What to work on => Copy out each entry precisely; no image belongs in the result.

(Region pointing data)
..........
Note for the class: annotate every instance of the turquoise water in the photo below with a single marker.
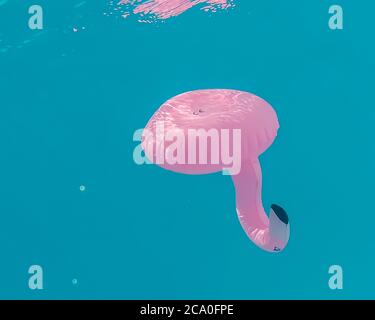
(71, 101)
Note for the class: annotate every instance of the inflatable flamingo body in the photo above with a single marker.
(214, 111)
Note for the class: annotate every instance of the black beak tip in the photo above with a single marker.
(281, 213)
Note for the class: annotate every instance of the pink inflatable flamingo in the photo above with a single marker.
(217, 110)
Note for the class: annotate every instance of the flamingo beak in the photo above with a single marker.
(279, 228)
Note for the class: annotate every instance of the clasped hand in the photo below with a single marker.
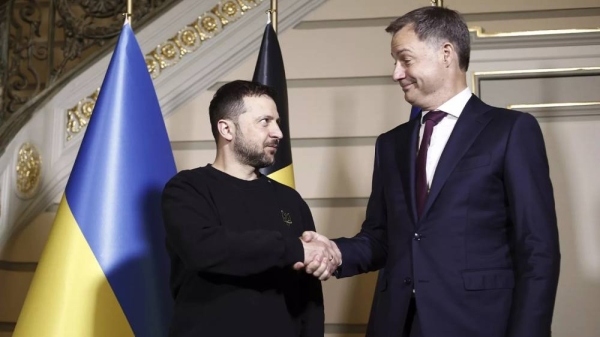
(321, 256)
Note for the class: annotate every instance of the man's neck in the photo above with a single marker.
(234, 168)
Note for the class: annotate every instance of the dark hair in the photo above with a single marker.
(228, 101)
(438, 24)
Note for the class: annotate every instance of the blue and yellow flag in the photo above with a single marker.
(104, 270)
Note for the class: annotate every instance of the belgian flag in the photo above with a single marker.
(270, 71)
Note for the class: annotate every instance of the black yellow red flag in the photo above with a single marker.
(270, 71)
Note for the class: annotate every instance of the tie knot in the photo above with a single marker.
(435, 116)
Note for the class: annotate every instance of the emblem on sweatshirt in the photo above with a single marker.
(287, 218)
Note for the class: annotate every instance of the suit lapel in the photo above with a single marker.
(407, 156)
(470, 123)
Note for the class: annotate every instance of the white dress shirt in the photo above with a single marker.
(441, 132)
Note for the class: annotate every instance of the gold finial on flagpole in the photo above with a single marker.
(273, 12)
(129, 13)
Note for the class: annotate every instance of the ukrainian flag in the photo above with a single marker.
(104, 270)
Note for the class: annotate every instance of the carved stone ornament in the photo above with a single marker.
(170, 52)
(29, 171)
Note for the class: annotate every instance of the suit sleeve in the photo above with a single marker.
(367, 251)
(195, 234)
(535, 233)
(313, 321)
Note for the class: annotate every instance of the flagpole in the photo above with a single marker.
(129, 13)
(273, 12)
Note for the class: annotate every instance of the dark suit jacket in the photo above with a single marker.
(484, 257)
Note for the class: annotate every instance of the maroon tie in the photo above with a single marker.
(431, 119)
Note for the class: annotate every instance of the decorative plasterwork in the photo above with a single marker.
(170, 52)
(29, 171)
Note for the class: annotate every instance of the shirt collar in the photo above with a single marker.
(455, 105)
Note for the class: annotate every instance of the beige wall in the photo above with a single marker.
(341, 97)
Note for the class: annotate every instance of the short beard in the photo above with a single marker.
(248, 155)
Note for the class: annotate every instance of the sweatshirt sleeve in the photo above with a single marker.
(194, 233)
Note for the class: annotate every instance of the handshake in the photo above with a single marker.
(321, 256)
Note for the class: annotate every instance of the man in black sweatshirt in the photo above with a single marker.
(233, 234)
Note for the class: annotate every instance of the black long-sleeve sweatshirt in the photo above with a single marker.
(232, 244)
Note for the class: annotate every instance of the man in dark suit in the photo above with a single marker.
(461, 212)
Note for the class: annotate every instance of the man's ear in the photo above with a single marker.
(449, 54)
(226, 129)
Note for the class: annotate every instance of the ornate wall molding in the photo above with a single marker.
(170, 52)
(28, 171)
(194, 73)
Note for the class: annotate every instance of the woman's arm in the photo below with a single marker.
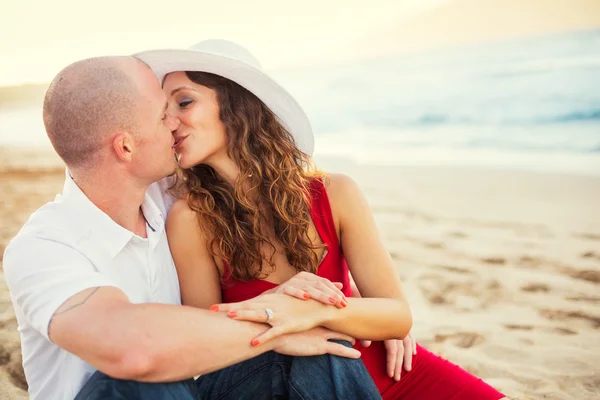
(199, 279)
(383, 312)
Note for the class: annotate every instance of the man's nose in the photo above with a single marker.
(174, 123)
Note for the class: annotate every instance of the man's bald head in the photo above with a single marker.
(87, 102)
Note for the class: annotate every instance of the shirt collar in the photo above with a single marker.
(98, 226)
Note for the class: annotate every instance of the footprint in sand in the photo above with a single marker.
(494, 260)
(591, 254)
(535, 287)
(589, 299)
(458, 270)
(585, 274)
(463, 340)
(457, 234)
(516, 327)
(560, 315)
(587, 235)
(469, 294)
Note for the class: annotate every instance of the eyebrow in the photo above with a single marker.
(182, 88)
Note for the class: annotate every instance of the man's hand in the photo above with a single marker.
(290, 315)
(315, 342)
(305, 285)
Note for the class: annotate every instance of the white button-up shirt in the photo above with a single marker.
(68, 246)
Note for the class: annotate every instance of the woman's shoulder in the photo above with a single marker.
(339, 185)
(181, 218)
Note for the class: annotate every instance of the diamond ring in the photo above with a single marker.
(269, 315)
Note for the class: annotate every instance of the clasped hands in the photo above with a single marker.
(291, 316)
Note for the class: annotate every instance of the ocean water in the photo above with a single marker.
(531, 104)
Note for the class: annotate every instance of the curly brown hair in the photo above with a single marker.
(270, 198)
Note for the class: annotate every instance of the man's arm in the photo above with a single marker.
(150, 342)
(63, 297)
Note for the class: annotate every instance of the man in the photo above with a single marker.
(93, 282)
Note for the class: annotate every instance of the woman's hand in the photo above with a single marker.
(305, 286)
(289, 314)
(400, 353)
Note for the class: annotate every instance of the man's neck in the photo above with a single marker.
(119, 197)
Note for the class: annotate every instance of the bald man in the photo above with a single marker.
(93, 283)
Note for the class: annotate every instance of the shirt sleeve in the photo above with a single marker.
(42, 274)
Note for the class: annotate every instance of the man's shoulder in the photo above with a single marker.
(52, 221)
(160, 194)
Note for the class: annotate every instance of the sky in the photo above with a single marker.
(40, 37)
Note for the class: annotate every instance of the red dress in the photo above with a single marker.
(431, 376)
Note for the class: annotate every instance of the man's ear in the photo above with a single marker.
(123, 146)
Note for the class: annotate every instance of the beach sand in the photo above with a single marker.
(502, 268)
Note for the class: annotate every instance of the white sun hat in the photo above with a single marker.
(236, 63)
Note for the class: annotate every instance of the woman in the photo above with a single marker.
(256, 217)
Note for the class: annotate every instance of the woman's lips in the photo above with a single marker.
(178, 141)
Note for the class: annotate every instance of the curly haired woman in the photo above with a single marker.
(256, 220)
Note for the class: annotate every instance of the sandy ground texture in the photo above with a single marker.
(502, 268)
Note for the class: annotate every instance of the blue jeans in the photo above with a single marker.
(268, 376)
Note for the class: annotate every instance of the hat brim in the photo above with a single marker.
(279, 100)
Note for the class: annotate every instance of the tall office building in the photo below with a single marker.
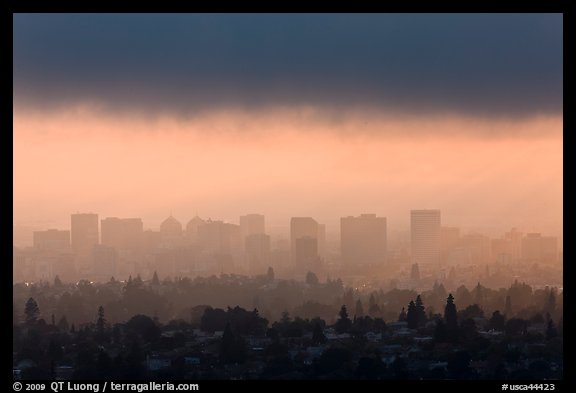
..........
Answer area =>
Note for the class: annotate every instance of the turquoise water in the photo below with a single marker.
(71, 101)
Note for the class: annotate every instance of the inflatable flamingo body in the photo above with a single marker.
(214, 111)
Note for the class: annotate every instance of the black beak tip in the photo above with a single marker.
(281, 213)
Note for the class: annotate every instance of the pink inflatable flamingo in the photo above with a single marker.
(217, 110)
Note for the class: annotate every instance of the flamingo beak in the photo above with a single marker.
(279, 228)
Note for the class: annotate every instance of the clasped hand in the photo below with a single marker.
(321, 256)
Note for the class: annotate every instance of the man's neck in the photo above with a single marker.
(234, 168)
Note for the class: annotate every instance of the dark hair in the photo above with a single marker.
(228, 101)
(438, 24)
Note for the class: annotate every instance of the blue and yellow flag in the photo above with a single marker.
(104, 270)
Note for the class: annotate every instance of the belgian flag in the photo above with a single marker.
(270, 71)
Note for the class: annotate every instance of the black yellow red flag in the photo above with a single marker.
(270, 71)
Note for the class: annotate every instance of the tie knot in the photo above with a single marker.
(435, 116)
Note for the class: annotate every instance of the emblem on sweatshirt in the photo above with a single marker.
(287, 218)
Note for the class: annotate every instance of the suit lapel in the photo above with a single marker.
(407, 156)
(470, 123)
Note for the class: annotate every instance of the white dress shirt in the photo above with a single marker.
(441, 132)
Note for the class: annotate every instance of the gold finial on flagpole in the photo above with a single marker.
(273, 12)
(129, 13)
Note for the class: annotate every instance of the ukrainian flag in the photo above with a single marker.
(104, 270)
Note for the class: annotate every instance of the carved stone ornament in the photo above with a single marker.
(170, 52)
(29, 171)
Note for the class: annotate every instance of the suit sleeve in the photo above with a single marker.
(367, 251)
(195, 234)
(535, 233)
(313, 321)
Note for the class: annotate every instance of the flagpole in the photo above with a single marker.
(129, 13)
(273, 12)
Note for the class: annotate every instance of the dark suit jacket in the photo above with a single marker.
(484, 257)
Note for the class: annotate every instance of the maroon tie in the photo above with a single marker.
(431, 119)
Note for the class: annotate every instance of the decorative plasterwork in the photo above with a single marker.
(170, 52)
(29, 171)
Note for the class: annotate every instance of the shirt collar in the photo above with a single marker.
(455, 105)
Note for the class: annotate every instance of the beige wall in the photo above with a single marker.
(341, 97)
Note for the class: annotate every instance of the short beard in the photo above with a single marker.
(248, 155)
Note for the class: annotate every instance of the sweatshirt sleeve in the photo above with a single marker.
(194, 233)
Note for the class: annotate every instance of the handshake in the photo above with a single marker.
(321, 256)
Note for the class: annotate every instance of the man in black sweatshirt in the photo above with a single marker.
(233, 234)
Note for the class: annotate every instance of the black long-sleeve sweatshirt in the photo above with a single marker.
(232, 244)
Note for the class: annotate every instance of the man in dark suit in the photo above with a single marker.
(461, 212)
Note for the class: annotate every instance of the man's ear in the photo above with a single marker.
(449, 54)
(226, 129)
Note for the class: annotate every instance of the ornate wall molding in the photo above with a single marker.
(170, 52)
(28, 171)
(194, 73)
Note for the class: annotate every instance of the woman's arm in the photo below with a single marker.
(199, 279)
(383, 312)
Note for the class: annotate every instance of the man's nose in the photo above with a single marker.
(174, 123)
Note for the class: annotate every instance of the man's bald head in the photo above with a single marker.
(87, 102)
Note for the class: annotate every instance of the shirt collar in the photo above with a single marker.
(98, 226)
Note for the class: annotate every instance of the footprint in sand in the photo above with a single marker.
(494, 260)
(591, 254)
(535, 287)
(589, 299)
(458, 270)
(585, 274)
(463, 340)
(457, 234)
(516, 327)
(560, 315)
(587, 235)
(469, 294)
Note for the class: annotate every instance of the eyebrow in the photo above with a single marker.
(182, 88)
Note for the class: annotate every instance of the man's hand in the photo above with a single marker.
(290, 315)
(315, 342)
(305, 285)
Note for the class: annotate every instance of the white button-up shirt in the photo above with a single marker.
(68, 246)
Note for the class: annotate every instance of the woman's shoulder in the photo above with a single marker.
(339, 185)
(181, 218)
Note for the class: annotate every instance of the diamond ring in the photo above with a single marker.
(269, 315)
Note for the class: annotate every instance of the clasped hands in the photo above with a single marker.
(291, 316)
Note for the class: annotate every instance of the ocean water in the photo above with a single marker.
(531, 104)
Note for the class: annotate every instance of the curly brown hair in the photo above with a single marker.
(270, 198)
Note for the class: annotate every instance of the man's arm in the photo above with a single marker.
(150, 342)
(63, 297)
Note for the class: annotate every instance of the man in the photo above with a single marker.
(93, 282)
Note for the class: annotate every instance of the woman's hand in the photo above with a single marker.
(305, 286)
(289, 314)
(400, 353)
Note for the class: annotate every instance of the man's neck in the photo above with a single marker.
(119, 197)
Note for the class: annotate every instance of the bald man in the photo above with a single marker.
(93, 283)
Note for the class: annotate every instance of the shirt sleeve in the photo above with a single marker.
(42, 274)
Note for the class: annotate every instance of the man's shoulder in the photo above with a single marker.
(52, 221)
(160, 194)
Note for the class: annotate every instance of the sky in the photo above with a single marker.
(40, 37)
Note for the class: annotate every instance of the red dress in the photo above with a single marker.
(431, 376)
Note for the class: annotate every instance of the man's ear in the photo above with a single marker.
(123, 146)
Note for the class: annotate every instance of the beach sand in the photo above with a single marker.
(502, 268)
Note for the class: annotate every instance of the white sun hat in the photo above with a single marker.
(236, 63)
Note for the class: annotate every instance of the woman in the photo above with a single marker.
(256, 217)
Note for the class: annotate every instance of the woman's lips in the photo above with a single marker.
(178, 141)
Note for the class: annotate every instance of the curly haired woman in the photo above with a single marker.
(256, 220)
Note for the class: annotate every instance of the sandy ground texture in the photo above with a single marker.
(502, 268)
Note for the class: annotate every instance of the blue jeans in the photo above with a single marker.
(268, 376)
Note for the class: annotate every instance of the hat brim in the photo above with a single marker.
(279, 100)
Note for the class: annotate every instance of the tall office building in the photo below with a single marker.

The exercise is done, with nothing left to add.